**OBJECTIF A:** Selon l'extrait choisi, sous quel titre L'abîme paraît-il dans l'édition 10/18 ?

**EXTRAIT CHOISI:**
------------------------

Ce roman m'a donnée très envie de plus approfondir l'univers de ces deux auteurs (et autant ma bibliothèque que ma PAL comptent beaucoup de Wilkie Collins non lus !) et pourquoi pas des romans dérivés comme le roman néo-victorien Drood de Dan Simmons qui met en scène les deux auteurs dans une sorte d'intrigue policière. Il faut dire que Wilkie Collins, en fumeur d'opium invétéré, a tout d'un personnage décadent ! Rien que la couverture mystérieuse du roman me fait de l’œil !
Vous pouvez en lire la critique sur
Biblioblog et acheter le roman de Dan Simmons au prix de
EUR 22, 70 sur
Amazon. (un peu cher malheureusement après les fêtes !)
Vous pouvez trouver
L'abîme au choix aux éditions du Masque pour
EUR 6, 93 sur
Amazon mais il en existe une autre édition chez 10/18 avec pour titre
Voie sans issue mais exclusivement
en occasion.
J'en profite pour vous souhaiter tous mes vœux pour cette nouvelle année. Qu'elle soit riche en découvertes autant livresques que culturelles !
Je ne parle pas assez à mon goût de cinéma ou de séries quoique la BBC avec
Jane Eyre ou
North & South soit bien mise à l'honneur ici. Je revois
Downton Abbey en ce moment et je pense depuis cet été à vous parler de la série
Robin des Bois (BBC) qui a fait connaître Richard Armitage que j'ai retrouvé avec plaisir sous les traits de Thorin dans
The Hobbit dernièrement.

------------------------

**DONNÉES FOURNIES:**
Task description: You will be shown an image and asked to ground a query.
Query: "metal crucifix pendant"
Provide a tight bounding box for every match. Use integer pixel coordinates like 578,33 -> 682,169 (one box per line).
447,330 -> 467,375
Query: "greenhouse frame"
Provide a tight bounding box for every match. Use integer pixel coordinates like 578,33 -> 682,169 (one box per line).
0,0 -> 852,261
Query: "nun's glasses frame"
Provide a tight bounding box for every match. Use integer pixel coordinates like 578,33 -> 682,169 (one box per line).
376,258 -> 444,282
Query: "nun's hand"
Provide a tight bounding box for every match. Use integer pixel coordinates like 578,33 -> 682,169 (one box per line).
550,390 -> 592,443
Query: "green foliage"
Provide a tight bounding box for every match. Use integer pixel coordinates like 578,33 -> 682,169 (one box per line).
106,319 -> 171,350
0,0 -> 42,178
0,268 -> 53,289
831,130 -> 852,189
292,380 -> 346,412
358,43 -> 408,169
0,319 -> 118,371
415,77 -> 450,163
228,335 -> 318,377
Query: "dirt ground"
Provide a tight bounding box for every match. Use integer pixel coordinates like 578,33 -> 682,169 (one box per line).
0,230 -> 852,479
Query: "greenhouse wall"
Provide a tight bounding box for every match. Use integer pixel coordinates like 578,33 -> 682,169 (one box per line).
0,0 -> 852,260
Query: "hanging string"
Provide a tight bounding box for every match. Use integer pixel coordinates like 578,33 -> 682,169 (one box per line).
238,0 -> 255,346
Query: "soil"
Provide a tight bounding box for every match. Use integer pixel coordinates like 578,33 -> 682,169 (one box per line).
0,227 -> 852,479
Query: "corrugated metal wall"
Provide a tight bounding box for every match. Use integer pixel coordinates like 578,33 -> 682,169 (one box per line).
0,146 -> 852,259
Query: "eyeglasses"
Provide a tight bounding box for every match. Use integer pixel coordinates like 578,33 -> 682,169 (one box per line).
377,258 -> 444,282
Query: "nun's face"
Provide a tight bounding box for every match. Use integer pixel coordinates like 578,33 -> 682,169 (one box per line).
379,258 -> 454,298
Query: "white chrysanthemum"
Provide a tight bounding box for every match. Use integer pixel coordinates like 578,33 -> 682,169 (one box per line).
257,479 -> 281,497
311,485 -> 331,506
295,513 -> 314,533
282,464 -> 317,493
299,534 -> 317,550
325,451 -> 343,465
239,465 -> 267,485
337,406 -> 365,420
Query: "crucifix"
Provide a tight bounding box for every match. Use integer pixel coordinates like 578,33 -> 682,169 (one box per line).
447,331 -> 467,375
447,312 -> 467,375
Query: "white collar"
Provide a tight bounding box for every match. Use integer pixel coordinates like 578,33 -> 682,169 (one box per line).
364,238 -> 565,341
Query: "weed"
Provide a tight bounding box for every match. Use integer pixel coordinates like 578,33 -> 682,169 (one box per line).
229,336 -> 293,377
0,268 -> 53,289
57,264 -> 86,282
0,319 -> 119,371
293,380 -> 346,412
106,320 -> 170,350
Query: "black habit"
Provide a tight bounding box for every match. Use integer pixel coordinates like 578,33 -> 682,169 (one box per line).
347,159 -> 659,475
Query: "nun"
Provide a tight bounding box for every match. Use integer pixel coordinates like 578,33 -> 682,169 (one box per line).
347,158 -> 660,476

------------------------

**OBJECTIF B:** Relevez toutes les lignes des enregistrements où figure la chaîne « metal ».

**SOLUTION COMPLÈTE A:** Sous le titre « Voie sans issue ».

**SOLUTION COMPLÈTE B:**
Query: "metal crucifix pendant"
Query: "corrugated metal wall"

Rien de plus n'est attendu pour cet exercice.